[Segmentation data]
start
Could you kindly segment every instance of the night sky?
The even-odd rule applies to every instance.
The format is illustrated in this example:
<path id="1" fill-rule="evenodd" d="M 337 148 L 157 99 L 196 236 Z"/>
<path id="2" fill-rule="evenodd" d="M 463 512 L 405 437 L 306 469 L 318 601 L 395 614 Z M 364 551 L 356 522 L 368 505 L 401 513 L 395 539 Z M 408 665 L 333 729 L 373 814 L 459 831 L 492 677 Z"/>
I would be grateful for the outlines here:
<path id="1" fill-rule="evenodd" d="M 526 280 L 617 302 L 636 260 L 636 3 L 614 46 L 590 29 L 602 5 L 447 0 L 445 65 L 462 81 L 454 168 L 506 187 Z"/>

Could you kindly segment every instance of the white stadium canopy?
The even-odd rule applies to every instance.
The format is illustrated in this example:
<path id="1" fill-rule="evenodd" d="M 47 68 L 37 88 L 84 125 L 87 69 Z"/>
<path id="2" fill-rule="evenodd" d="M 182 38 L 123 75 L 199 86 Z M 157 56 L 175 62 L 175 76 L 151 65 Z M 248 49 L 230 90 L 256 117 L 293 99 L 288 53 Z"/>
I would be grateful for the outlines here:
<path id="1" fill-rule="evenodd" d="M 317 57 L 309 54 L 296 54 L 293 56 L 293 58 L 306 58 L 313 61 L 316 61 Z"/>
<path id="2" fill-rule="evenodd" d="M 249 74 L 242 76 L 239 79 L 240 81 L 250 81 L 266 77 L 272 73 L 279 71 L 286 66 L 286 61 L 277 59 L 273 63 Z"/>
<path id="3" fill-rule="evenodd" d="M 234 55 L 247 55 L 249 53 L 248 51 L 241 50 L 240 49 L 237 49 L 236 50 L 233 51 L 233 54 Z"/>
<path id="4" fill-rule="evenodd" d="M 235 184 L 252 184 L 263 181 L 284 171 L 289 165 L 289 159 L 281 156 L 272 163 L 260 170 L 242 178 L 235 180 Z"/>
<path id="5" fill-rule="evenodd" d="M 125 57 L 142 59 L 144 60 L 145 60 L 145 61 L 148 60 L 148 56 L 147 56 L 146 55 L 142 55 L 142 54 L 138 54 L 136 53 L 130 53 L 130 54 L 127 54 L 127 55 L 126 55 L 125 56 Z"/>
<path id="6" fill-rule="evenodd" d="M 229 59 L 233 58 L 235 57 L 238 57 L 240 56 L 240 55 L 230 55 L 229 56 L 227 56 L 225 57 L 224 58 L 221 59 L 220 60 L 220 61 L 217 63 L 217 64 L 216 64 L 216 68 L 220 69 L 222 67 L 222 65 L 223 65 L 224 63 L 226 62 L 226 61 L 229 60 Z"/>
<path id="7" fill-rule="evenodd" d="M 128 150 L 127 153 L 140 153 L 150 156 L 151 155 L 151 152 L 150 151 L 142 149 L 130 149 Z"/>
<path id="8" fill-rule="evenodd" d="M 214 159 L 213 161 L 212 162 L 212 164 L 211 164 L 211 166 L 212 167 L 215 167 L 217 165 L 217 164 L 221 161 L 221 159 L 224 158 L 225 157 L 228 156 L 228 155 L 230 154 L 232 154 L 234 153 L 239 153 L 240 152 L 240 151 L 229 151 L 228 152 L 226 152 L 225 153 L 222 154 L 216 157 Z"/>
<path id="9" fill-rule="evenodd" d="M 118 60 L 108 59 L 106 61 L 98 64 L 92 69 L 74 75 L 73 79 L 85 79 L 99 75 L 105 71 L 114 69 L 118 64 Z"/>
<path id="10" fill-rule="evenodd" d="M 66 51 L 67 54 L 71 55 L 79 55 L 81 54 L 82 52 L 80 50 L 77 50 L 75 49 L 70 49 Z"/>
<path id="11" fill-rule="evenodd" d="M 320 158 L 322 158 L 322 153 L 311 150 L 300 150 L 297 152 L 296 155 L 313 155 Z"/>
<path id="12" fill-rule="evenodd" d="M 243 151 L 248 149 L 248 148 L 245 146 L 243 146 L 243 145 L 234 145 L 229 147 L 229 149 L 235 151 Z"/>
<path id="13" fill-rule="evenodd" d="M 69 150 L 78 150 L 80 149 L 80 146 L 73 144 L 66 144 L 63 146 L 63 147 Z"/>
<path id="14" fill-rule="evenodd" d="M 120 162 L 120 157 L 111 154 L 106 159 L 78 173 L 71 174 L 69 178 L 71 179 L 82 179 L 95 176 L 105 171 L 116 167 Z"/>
end
== Instructions to follow ==
Reproduce every one of the lines in the segmentation data above, character for character.

== Result ==
Could you kindly segment every instance of the night sky?
The even-odd rule applies to every instance.
The format is illustrated in this example:
<path id="1" fill-rule="evenodd" d="M 337 148 L 157 99 L 196 236 Z"/>
<path id="2" fill-rule="evenodd" d="M 463 512 L 405 437 L 306 469 L 318 601 L 395 614 Z M 364 551 L 356 522 L 368 505 L 401 513 L 395 539 Z M 408 665 L 333 729 L 373 814 L 459 831 L 492 677 Z"/>
I would be grateful for the outlines here:
<path id="1" fill-rule="evenodd" d="M 526 280 L 617 302 L 636 260 L 636 3 L 614 46 L 590 29 L 602 5 L 447 0 L 445 65 L 462 81 L 454 168 L 506 187 Z"/>

Could you kindly segment every instance of the white stadium canopy?
The even-odd rule applies to every instance.
The format is illustrated in this example:
<path id="1" fill-rule="evenodd" d="M 47 68 L 37 88 L 84 125 L 87 69 Z"/>
<path id="2" fill-rule="evenodd" d="M 182 38 L 123 75 L 199 86 Z M 157 56 L 175 62 L 175 76 L 151 65 Z M 248 49 L 230 90 L 256 117 L 293 99 L 288 53 Z"/>
I would be grateful for the outlines here:
<path id="1" fill-rule="evenodd" d="M 317 57 L 309 54 L 296 54 L 293 56 L 293 58 L 306 58 L 313 61 L 316 61 Z"/>
<path id="2" fill-rule="evenodd" d="M 249 74 L 242 76 L 239 79 L 240 81 L 250 81 L 266 77 L 272 73 L 279 71 L 286 66 L 286 61 L 277 59 L 273 63 Z"/>
<path id="3" fill-rule="evenodd" d="M 234 55 L 247 55 L 249 53 L 248 51 L 241 50 L 240 49 L 237 49 L 236 50 L 233 51 L 233 54 Z"/>
<path id="4" fill-rule="evenodd" d="M 235 184 L 252 184 L 263 181 L 284 171 L 289 165 L 289 159 L 281 156 L 272 163 L 260 170 L 242 178 L 235 180 Z"/>
<path id="5" fill-rule="evenodd" d="M 125 57 L 142 59 L 144 60 L 145 60 L 145 61 L 148 60 L 148 56 L 147 56 L 146 55 L 142 55 L 142 54 L 138 54 L 136 53 L 130 53 L 130 54 L 127 54 L 127 55 L 126 55 L 125 56 Z"/>
<path id="6" fill-rule="evenodd" d="M 229 59 L 233 58 L 235 57 L 238 57 L 240 56 L 240 55 L 230 55 L 229 56 L 227 56 L 225 57 L 224 58 L 221 59 L 220 60 L 220 61 L 217 63 L 217 64 L 216 64 L 216 68 L 220 69 L 222 67 L 222 65 L 223 65 L 224 63 L 226 62 L 226 61 L 229 60 Z"/>
<path id="7" fill-rule="evenodd" d="M 128 150 L 127 153 L 140 153 L 150 156 L 151 155 L 151 152 L 150 151 L 142 149 L 130 149 Z"/>
<path id="8" fill-rule="evenodd" d="M 214 159 L 213 161 L 212 162 L 212 164 L 211 164 L 211 166 L 212 167 L 215 167 L 217 165 L 217 164 L 221 161 L 221 159 L 224 158 L 225 157 L 228 156 L 228 155 L 230 154 L 232 154 L 234 153 L 239 153 L 240 152 L 240 151 L 229 151 L 228 152 L 226 152 L 225 153 L 222 154 L 216 157 Z"/>
<path id="9" fill-rule="evenodd" d="M 118 60 L 108 59 L 106 61 L 98 64 L 92 69 L 74 75 L 73 79 L 85 79 L 99 75 L 105 71 L 114 69 L 118 64 Z"/>
<path id="10" fill-rule="evenodd" d="M 66 51 L 67 54 L 71 55 L 79 55 L 81 54 L 82 52 L 80 50 L 77 50 L 75 49 L 70 49 Z"/>
<path id="11" fill-rule="evenodd" d="M 320 158 L 322 158 L 322 153 L 311 150 L 300 150 L 297 152 L 296 155 L 313 155 Z"/>
<path id="12" fill-rule="evenodd" d="M 243 151 L 248 149 L 248 148 L 245 146 L 243 146 L 243 145 L 234 145 L 229 147 L 229 149 L 235 151 Z"/>
<path id="13" fill-rule="evenodd" d="M 69 150 L 78 150 L 80 149 L 80 146 L 73 144 L 66 144 L 63 146 L 63 147 Z"/>
<path id="14" fill-rule="evenodd" d="M 120 162 L 120 157 L 111 154 L 106 159 L 78 173 L 71 174 L 69 178 L 71 179 L 82 179 L 95 176 L 105 171 L 116 167 Z"/>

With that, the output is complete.